* Referring expression pointing data *
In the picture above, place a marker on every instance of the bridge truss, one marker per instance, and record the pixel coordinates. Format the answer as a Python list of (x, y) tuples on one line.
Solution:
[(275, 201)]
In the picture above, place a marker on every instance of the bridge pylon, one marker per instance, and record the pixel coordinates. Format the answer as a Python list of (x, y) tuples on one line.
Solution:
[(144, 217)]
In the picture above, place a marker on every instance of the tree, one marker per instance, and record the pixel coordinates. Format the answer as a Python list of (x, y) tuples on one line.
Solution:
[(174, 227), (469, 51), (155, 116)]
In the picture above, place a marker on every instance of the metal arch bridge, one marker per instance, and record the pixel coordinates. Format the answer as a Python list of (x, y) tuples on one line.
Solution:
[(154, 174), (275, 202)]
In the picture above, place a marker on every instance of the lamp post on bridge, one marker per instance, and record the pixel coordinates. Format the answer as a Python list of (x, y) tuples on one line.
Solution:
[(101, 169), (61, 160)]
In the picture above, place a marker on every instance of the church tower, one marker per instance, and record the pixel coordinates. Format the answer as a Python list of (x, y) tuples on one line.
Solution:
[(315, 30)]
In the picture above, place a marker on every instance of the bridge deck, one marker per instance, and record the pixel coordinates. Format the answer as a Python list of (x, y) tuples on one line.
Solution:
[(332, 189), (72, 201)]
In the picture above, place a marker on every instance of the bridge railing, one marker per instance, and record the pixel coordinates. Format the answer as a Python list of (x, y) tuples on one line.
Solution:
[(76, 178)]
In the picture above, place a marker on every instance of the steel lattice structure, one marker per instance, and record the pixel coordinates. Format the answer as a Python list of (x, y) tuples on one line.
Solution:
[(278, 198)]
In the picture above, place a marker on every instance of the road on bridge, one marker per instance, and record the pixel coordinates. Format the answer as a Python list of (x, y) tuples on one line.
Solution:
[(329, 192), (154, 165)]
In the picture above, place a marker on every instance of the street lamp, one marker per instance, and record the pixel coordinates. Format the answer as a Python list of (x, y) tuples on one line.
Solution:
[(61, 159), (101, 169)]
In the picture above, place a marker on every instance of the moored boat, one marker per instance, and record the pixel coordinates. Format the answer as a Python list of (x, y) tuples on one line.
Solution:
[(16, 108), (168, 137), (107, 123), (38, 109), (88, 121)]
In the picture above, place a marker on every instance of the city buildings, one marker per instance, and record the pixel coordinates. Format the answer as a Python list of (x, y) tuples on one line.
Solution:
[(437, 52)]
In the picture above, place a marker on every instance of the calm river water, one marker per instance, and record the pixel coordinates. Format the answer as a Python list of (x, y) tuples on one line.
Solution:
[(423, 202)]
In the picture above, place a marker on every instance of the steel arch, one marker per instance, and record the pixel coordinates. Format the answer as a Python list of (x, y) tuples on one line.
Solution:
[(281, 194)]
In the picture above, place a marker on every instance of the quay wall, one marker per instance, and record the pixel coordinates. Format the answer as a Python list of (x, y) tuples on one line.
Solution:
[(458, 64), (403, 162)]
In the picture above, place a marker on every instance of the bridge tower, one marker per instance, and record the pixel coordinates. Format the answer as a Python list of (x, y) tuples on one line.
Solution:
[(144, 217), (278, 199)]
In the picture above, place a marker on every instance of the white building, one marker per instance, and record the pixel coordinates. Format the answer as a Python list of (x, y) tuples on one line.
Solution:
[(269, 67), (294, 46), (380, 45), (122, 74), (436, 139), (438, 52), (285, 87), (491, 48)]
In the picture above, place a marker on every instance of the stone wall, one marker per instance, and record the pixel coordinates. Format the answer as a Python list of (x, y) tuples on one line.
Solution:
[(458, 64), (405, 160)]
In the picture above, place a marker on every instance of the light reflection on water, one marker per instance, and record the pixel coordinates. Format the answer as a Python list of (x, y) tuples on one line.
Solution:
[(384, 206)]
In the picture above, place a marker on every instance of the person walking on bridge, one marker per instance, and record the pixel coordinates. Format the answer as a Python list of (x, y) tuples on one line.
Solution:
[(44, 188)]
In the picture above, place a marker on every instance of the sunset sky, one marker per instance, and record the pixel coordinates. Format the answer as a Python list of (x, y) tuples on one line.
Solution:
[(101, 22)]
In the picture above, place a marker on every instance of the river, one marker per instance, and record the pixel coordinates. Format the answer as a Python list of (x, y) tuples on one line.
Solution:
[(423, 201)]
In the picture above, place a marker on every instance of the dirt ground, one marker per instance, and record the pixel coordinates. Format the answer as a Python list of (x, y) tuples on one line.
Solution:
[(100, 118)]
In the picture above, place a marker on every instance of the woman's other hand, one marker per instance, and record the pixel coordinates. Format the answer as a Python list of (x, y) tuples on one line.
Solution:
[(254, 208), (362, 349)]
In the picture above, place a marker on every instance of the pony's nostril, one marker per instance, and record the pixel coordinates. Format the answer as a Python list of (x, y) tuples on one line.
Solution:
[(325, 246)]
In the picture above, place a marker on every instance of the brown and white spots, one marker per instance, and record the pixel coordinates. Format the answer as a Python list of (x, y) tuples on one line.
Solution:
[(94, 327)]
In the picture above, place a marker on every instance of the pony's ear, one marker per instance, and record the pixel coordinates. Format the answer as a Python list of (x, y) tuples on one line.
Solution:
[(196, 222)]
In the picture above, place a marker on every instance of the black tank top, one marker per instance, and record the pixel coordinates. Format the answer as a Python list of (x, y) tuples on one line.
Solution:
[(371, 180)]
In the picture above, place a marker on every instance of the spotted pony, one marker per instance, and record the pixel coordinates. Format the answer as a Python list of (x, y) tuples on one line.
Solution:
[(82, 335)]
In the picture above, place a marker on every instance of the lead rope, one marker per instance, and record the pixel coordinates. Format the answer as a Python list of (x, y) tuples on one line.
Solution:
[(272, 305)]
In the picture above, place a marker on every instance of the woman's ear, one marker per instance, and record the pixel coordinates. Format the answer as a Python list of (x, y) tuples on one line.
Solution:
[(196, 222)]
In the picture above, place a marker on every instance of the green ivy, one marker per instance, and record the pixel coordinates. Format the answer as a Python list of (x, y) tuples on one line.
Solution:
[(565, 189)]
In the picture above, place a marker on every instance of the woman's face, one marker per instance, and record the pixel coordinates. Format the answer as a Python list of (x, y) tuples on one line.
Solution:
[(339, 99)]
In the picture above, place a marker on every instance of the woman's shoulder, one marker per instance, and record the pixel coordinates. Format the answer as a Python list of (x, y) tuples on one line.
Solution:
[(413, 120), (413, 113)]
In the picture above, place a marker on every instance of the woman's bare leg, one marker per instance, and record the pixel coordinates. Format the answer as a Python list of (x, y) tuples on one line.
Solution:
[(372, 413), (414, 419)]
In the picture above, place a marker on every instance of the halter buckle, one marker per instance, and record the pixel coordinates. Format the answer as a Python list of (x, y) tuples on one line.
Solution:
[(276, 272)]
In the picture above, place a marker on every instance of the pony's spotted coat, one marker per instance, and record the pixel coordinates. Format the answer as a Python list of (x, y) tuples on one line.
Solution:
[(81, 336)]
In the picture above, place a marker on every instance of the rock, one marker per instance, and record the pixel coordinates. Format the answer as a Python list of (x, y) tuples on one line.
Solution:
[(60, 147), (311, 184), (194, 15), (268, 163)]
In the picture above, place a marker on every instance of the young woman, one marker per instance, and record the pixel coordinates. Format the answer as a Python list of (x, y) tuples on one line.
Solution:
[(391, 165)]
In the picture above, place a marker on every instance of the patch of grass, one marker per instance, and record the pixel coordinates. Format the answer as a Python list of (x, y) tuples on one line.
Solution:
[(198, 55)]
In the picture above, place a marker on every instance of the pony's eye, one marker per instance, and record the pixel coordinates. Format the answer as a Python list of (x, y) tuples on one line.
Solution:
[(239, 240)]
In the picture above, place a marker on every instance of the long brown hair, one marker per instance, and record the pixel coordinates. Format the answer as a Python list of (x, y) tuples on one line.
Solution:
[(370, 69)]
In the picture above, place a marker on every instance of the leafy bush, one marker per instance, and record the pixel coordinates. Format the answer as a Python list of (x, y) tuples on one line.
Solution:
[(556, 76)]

* EXERCISE *
Each line above with the word "steel" must be returned.

* SOLVED EXERCISE *
In the picture above, place a marker on every instance of the steel lattice structure, one marker per instance, and record the pixel coordinates. Format the answer as a Python list of (x, y) tuples on one line.
In the picture above, place a marker on every instance of the steel arch, one marker per instance, and record the pixel coordinates. Format the answer as a Python list of (x, y) tuples on one line.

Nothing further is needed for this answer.